(TASK GOAL): Write the listing below out again word for word, without a single picture.

(EXERCISE DATA):
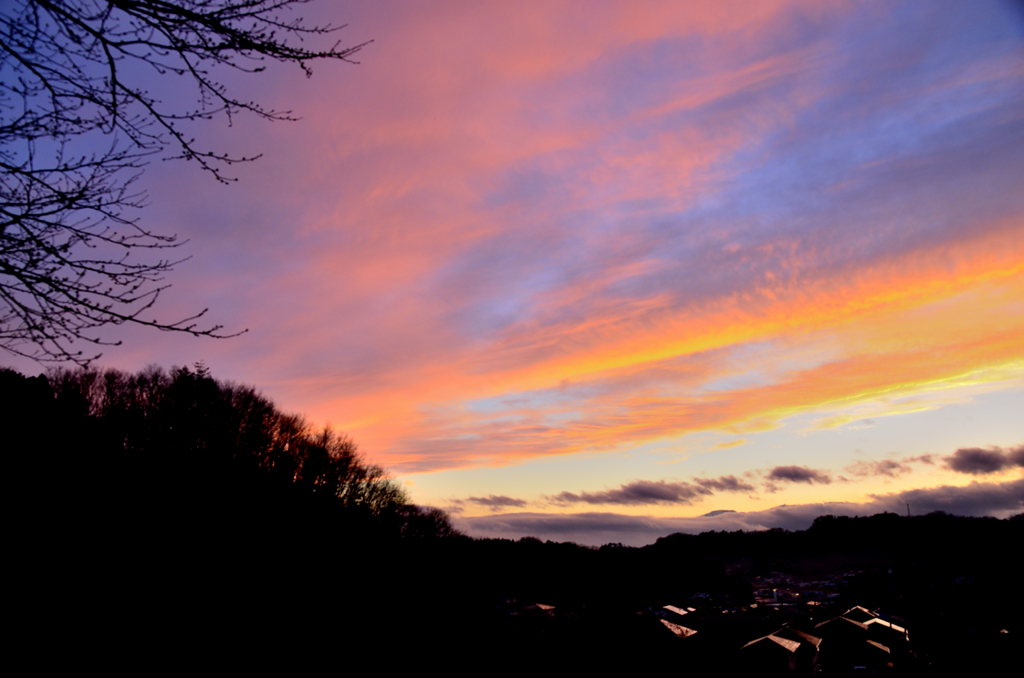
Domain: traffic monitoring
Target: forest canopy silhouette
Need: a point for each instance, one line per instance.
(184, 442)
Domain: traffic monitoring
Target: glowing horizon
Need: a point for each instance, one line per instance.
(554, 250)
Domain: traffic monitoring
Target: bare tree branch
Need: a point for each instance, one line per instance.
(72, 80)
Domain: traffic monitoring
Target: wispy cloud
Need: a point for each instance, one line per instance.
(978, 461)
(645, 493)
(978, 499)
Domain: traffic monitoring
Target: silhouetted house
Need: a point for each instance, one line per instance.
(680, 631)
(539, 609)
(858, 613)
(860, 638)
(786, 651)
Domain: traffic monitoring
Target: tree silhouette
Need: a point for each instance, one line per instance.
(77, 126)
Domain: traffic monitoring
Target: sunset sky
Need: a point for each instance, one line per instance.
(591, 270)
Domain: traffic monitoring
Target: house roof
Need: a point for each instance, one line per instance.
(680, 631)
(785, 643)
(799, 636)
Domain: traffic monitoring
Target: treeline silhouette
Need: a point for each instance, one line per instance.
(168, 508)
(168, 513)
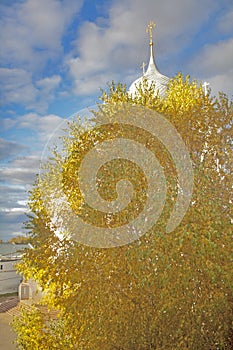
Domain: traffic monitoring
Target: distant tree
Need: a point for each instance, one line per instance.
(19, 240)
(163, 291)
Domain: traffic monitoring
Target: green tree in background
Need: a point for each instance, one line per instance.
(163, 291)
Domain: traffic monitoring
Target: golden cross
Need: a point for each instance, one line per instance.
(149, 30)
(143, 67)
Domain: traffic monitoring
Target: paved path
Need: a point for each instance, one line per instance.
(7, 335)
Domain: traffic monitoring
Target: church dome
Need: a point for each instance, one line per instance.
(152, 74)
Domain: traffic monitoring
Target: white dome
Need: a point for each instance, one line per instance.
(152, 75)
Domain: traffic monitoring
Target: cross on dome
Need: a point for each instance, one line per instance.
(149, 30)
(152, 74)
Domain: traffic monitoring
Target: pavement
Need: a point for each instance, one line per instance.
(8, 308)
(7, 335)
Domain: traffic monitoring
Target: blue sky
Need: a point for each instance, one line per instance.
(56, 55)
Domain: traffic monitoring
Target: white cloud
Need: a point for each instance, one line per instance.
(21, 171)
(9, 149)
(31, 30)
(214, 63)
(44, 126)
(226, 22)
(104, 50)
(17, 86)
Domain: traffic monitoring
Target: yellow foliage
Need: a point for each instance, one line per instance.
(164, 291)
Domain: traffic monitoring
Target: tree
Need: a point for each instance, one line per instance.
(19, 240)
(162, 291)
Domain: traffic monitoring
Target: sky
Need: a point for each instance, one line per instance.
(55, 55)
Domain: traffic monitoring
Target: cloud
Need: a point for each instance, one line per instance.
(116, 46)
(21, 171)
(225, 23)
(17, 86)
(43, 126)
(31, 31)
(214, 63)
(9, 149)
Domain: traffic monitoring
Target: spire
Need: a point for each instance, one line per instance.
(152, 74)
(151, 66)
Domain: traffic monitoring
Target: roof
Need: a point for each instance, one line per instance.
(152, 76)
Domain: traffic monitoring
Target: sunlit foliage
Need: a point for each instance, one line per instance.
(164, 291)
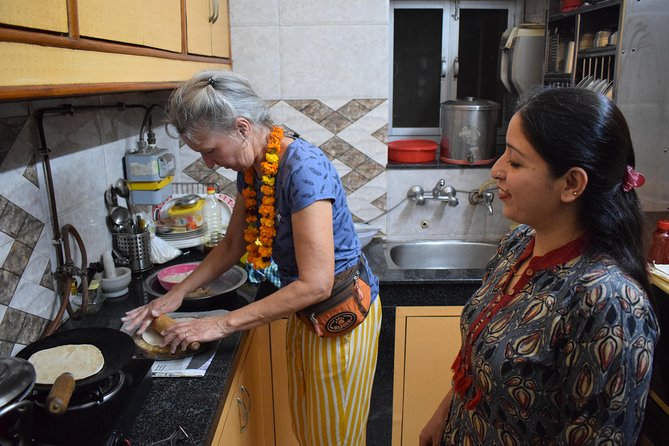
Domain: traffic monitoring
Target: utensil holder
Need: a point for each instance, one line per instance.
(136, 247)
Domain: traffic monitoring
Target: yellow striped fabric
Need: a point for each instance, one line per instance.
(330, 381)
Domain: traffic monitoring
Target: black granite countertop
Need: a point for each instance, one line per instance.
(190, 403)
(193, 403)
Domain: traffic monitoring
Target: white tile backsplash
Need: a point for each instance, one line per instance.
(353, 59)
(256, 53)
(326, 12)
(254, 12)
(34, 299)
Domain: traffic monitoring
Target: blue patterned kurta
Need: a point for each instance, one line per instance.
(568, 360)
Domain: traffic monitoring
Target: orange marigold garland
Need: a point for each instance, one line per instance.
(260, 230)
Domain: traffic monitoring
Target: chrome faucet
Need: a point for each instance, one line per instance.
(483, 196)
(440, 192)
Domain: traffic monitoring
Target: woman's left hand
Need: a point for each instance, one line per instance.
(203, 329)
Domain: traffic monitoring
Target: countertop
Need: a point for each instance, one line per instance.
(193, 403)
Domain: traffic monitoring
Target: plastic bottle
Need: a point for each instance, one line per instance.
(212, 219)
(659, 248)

(EXERCISE OUTPUT):
Domain: traffic monitoring
Target: forest canopy silhouette
Need: a point for each instance, one line per instance.
(184, 442)
Domain: traffic monitoring
Target: glowing horizon
Need: a point for each instance, one line per instance.
(554, 250)
Domain: traffic monitoring
Target: bare tree branch
Need: a point for each instance, one line per instance.
(72, 80)
Domain: traffic monitoring
Target: wispy cloud
Need: a point for each instance, one line per instance.
(978, 461)
(645, 493)
(978, 499)
Domain: traffic monitoring
Target: silhouetted house
Need: a point for each instance, one line per instance.
(680, 631)
(539, 609)
(858, 613)
(860, 638)
(786, 651)
Domain: traffic monitoring
Target: tree silhouette
Need: a point for each instance, one line per instance.
(77, 126)
Domain: traffic monitoring
Target: sunset sky
Need: a point for each instance, one line per instance.
(591, 270)
Domain: traffic monitoring
Target: house roof
Need: a point for each instance, one line per instance.
(680, 631)
(785, 643)
(799, 636)
Domain: traffic monitoring
Target: treeline silhouette
Need: a point for each instance, one line per instance.
(168, 508)
(168, 513)
Domain: traffic monitoring
Target: distant tree
Need: a point for each instance, one line per instance.
(19, 240)
(163, 291)
Domain: traffic monitoring
Target: green tree in background
Need: a point for each instance, one line per instance.
(163, 291)
Domain: traffic monitoring
Target: golden cross
Need: a point for each instance, one line per instance.
(149, 30)
(143, 67)
Domain: traffic monitoring
Target: paved path
Need: a point for each instance, one line per instance.
(7, 335)
Domain: traffic monitoring
Target: church dome
Need: a point for each instance, one line per instance.
(152, 74)
Domain: traffic monitoring
Target: white dome
Need: a point for each instance, one line per instance.
(152, 75)
Domain: traffic monitoring
Target: cross on dome
Need: a point for each instance, one line per instance.
(149, 30)
(152, 74)
Domain: traffic monitoring
Target: pavement
Need: a point for each instance, one line per instance.
(8, 308)
(7, 335)
Domain: traffic monitoring
Target: blue sky
Need: a point for each instance, one line per instance.
(56, 55)
Domain: traffic monitoring
Target: white cloud
Need: a point for each instance, one line per instance.
(21, 171)
(9, 149)
(31, 30)
(214, 63)
(44, 126)
(226, 22)
(104, 50)
(17, 86)
Domain: traffic monitoring
Target: yellow foliage
Need: a point for each instance, one line per instance.
(164, 291)
Domain: traffic monitoring
Target: tree
Need: a point for each instance, one line per instance.
(19, 240)
(162, 291)
Domain: traffic monitoring
Target: sky
Need: a point for each instance, one line per instance.
(55, 55)
Domain: traffic monitoring
Target: cloud
Need: a point for each instance, one line per instance.
(116, 46)
(21, 171)
(225, 23)
(17, 86)
(43, 126)
(31, 31)
(214, 63)
(9, 149)
Domain: traffic monitoring
Target: spire
Need: a point for each instance, one line per instance.
(152, 74)
(151, 66)
Domain: traffic monitoring
Target: roof
Need: a point for each instance, one line per instance.
(152, 76)
Domain: traffic monitoring
Target: sunlit foliage
Need: a point for each instance, one line per instance.
(164, 291)
Domain: traffic monitoring
Target: utensil holder
Need: a point for each instance, one line per instance.
(136, 247)
Domain: traffic monitoring
Target: yellow striped fabric
Need: a point for each instance, one line per instance.
(330, 381)
Domain: traffic monitoring
Target: black granite countertop
Need: a point for each instance, one line per instance.
(190, 403)
(193, 403)
Domain: traffic monitoring
Target: white tile backsplash
Need: a point for each instance, one line per instance.
(353, 59)
(256, 53)
(326, 12)
(254, 12)
(34, 299)
Domain: traffic monitoring
Target: blue patterned kurta
Need: a point for each instance, one line per instance.
(568, 360)
Domain: traffic monitoring
Target: orange marigold garland
Need: a point for each instance, one line per instance.
(260, 230)
Domain: traffic monitoring
Target: chrome faucet
Need: a point for each instance, one line per instance.
(483, 196)
(440, 192)
Domain: traffic monitoring
Target: woman's left hand
Need: a point for each instance, one line per instance.
(203, 329)
Domain: traffic monitoring
Target: countertop
Need: a point for each instance, one line per instance.
(193, 403)
Domain: traffic monitoring
Target: plastic bottle
Need: a point for each instance, one line per instance.
(212, 219)
(659, 248)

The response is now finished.